======== TEXT EXCERPT

Monitoring the Performance of HDFS Replications

You can monitor the progress of an HDFS replication schedule using performance data that you download as a CSV file from the Cloudera Manager Admin console. This file contains information about the files being replicated, the average throughput, and other details that can help diagnose performance issues during HDFS replications. You can view this performance data for running HDFS replication schedules and for completed schedules.

To view the performance data for a running HDFS replication schedule:
  1. Go to Backup > Replication Schedules.
  2. Locate the row for the schedule.
  3. Click the Performance Report link to download the CSV file.
  4. To view the data, import the file into a spreadsheet program such as Microsoft Excel.

To view the performance data for a completed HDFS replication schedule:
  1. Go to Backup > Replication Schedules.
  2. In the row for the schedule, click Actions > Show History.

    The Replication History page for the replication schedule displays.

  3. Click to expand the display.
  4. Click the Download Performance CSV link to download the CSV file.
  5. To view the data, import the file into a spreadsheet program such as Microsoft Excel.

The performance data is collected every few minutes. Therefore, no data is available during the initial execution of a replication job because not enough samples are available to estimate throughput and other reported data.

The information provided by the CSV link is a summary that contains the last report of a given MapReduce job. The data returned by the CSV files downloaded from the Cloudera Manager Admin console has the following structure:
Performance Data Columns Description
Timestamp Time when the performance data was collected
Host Name of the host where the MapReduce job was running.
SrcFile Name of the source file being copied by the MapReduce job.
TgtFile Name of the file to which the source file was being copied on the target.
BytesCopied Number of bytes copied so far.
Time Total time elapsed for this copy operation.
CurrThroughput Current throughput in bytes per second.
AvgThroughput Average throughput in bytes per second since the start of this file transfer.
TotalSleepTime Number of seconds the transfer was stalled due to throughput throttling. This is expected to be zero unless the throughput was throttled using the Maximum Bandwidth parameter for the replication schedule. (You configure his parameter on the Advanced tab when creating or editing a replication schedule.)

================
======== EXCERPTED DATA

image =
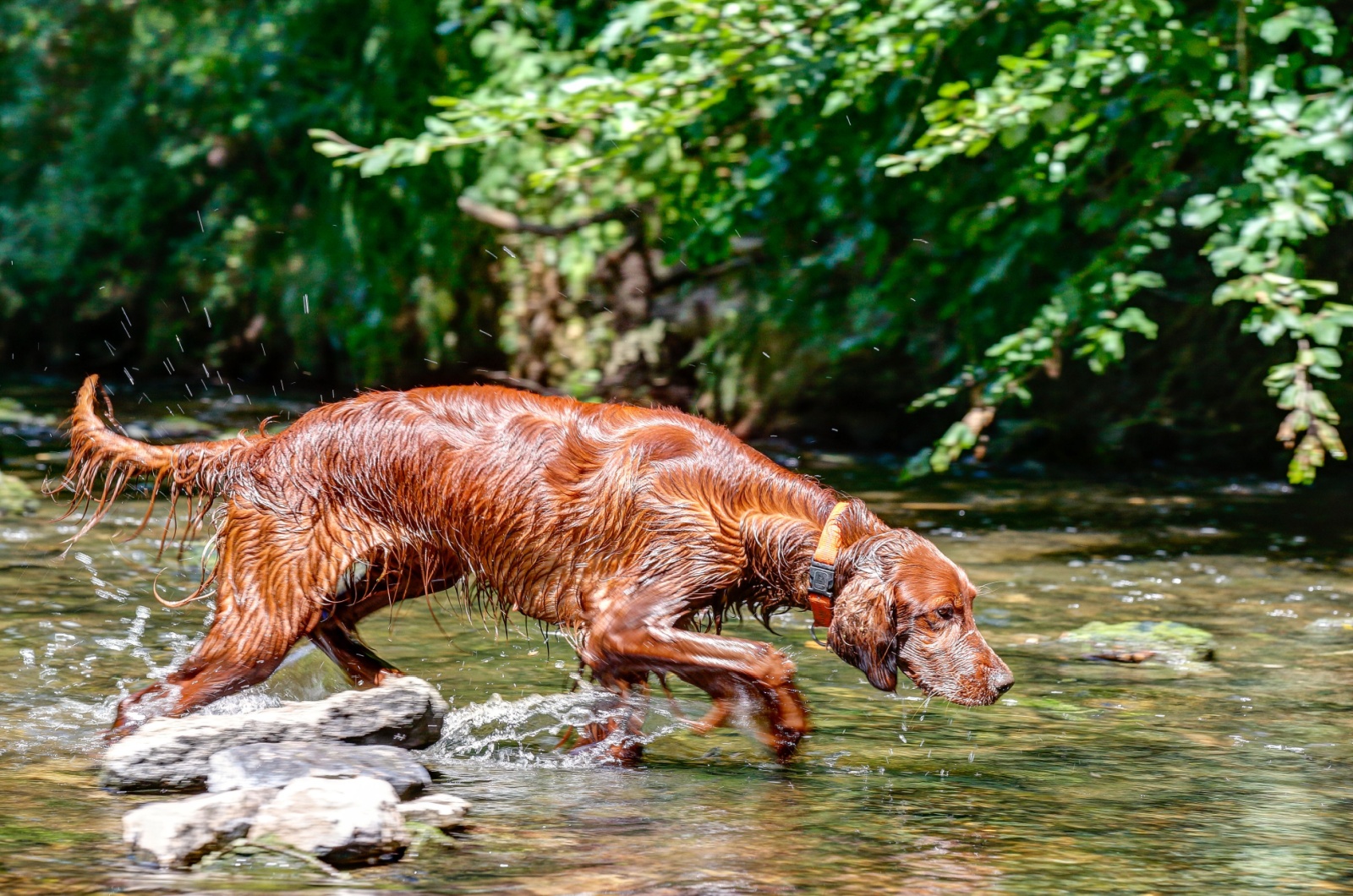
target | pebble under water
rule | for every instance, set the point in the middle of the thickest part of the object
(1088, 776)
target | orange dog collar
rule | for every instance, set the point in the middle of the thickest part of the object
(822, 570)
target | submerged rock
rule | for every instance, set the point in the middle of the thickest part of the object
(178, 834)
(437, 810)
(340, 821)
(274, 765)
(173, 754)
(1138, 642)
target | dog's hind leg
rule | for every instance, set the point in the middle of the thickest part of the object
(266, 601)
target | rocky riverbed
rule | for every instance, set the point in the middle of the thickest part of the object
(333, 781)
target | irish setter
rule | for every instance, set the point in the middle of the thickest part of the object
(626, 527)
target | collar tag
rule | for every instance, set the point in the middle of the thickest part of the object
(822, 578)
(822, 570)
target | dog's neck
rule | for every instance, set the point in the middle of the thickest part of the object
(780, 547)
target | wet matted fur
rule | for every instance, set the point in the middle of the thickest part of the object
(622, 526)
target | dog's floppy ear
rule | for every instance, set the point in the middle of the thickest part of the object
(865, 631)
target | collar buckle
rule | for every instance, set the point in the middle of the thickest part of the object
(822, 578)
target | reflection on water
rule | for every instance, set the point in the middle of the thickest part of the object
(1087, 777)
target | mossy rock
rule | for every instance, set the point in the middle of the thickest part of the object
(15, 495)
(1127, 642)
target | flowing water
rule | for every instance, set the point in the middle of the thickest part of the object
(1088, 776)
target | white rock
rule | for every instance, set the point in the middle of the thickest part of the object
(178, 834)
(173, 754)
(437, 810)
(340, 821)
(275, 765)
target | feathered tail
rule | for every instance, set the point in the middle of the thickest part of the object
(196, 468)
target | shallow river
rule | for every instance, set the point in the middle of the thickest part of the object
(1088, 776)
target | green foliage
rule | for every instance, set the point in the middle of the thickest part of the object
(1172, 79)
(122, 122)
(1095, 128)
(965, 194)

================

**PROBLEM TO WORK ON**
Reproduce the full text on monitoring HDFS replication performance word for word. The records play no part in what comes next.

**PROBLEM SOLUTION**
Monitoring the Performance of HDFS Replications

You can monitor the progress of an HDFS replication schedule using performance data that you download as a CSV file from the Cloudera Manager Admin console. This file contains information about the files being replicated, the average throughput, and other details that can help diagnose performance issues during HDFS replications. You can view this performance data for running HDFS replication schedules and for completed schedules.

To view the performance data for a running HDFS replication schedule:
  1. Go to Backup > Replication Schedules.
  2. Locate the row for the schedule.
  3. Click the Performance Report link to download the CSV file.
  4. To view the data, import the file into a spreadsheet program such as Microsoft Excel.

To view the performance data for a completed HDFS replication schedule:
  1. Go to Backup > Replication Schedules.
  2. In the row for the schedule, click Actions > Show History.

    The Replication History page for the replication schedule displays.

  3. Click to expand the display.
  4. Click the Download Performance CSV link to download the CSV file.
  5. To view the data, import the file into a spreadsheet program such as Microsoft Excel.

The performance data is collected every few minutes. Therefore, no data is available during the initial execution of a replication job because not enough samples are available to estimate throughput and other reported data.

The information provided by the CSV link is a summary that contains the last report of a given MapReduce job. The data returned by the CSV files downloaded from the Cloudera Manager Admin console has the following structure:
Performance Data Columns Description
Timestamp Time when the performance data was collected
Host Name of the host where the MapReduce job was running.
SrcFile Name of the source file being copied by the MapReduce job.
TgtFile Name of the file to which the source file was being copied on the target.
BytesCopied Number of bytes copied so far.
Time Total time elapsed for this copy operation.
CurrThroughput Current throughput in bytes per second.
AvgThroughput Average throughput in bytes per second since the start of this file transfer.
TotalSleepTime Number of seconds the transfer was stalled due to throughput throttling. This is expected to be zero unless the throughput was throttled using the Maximum Bandwidth parameter for the replication schedule. (You configure his parameter on the Advanced tab when creating or editing a replication schedule.)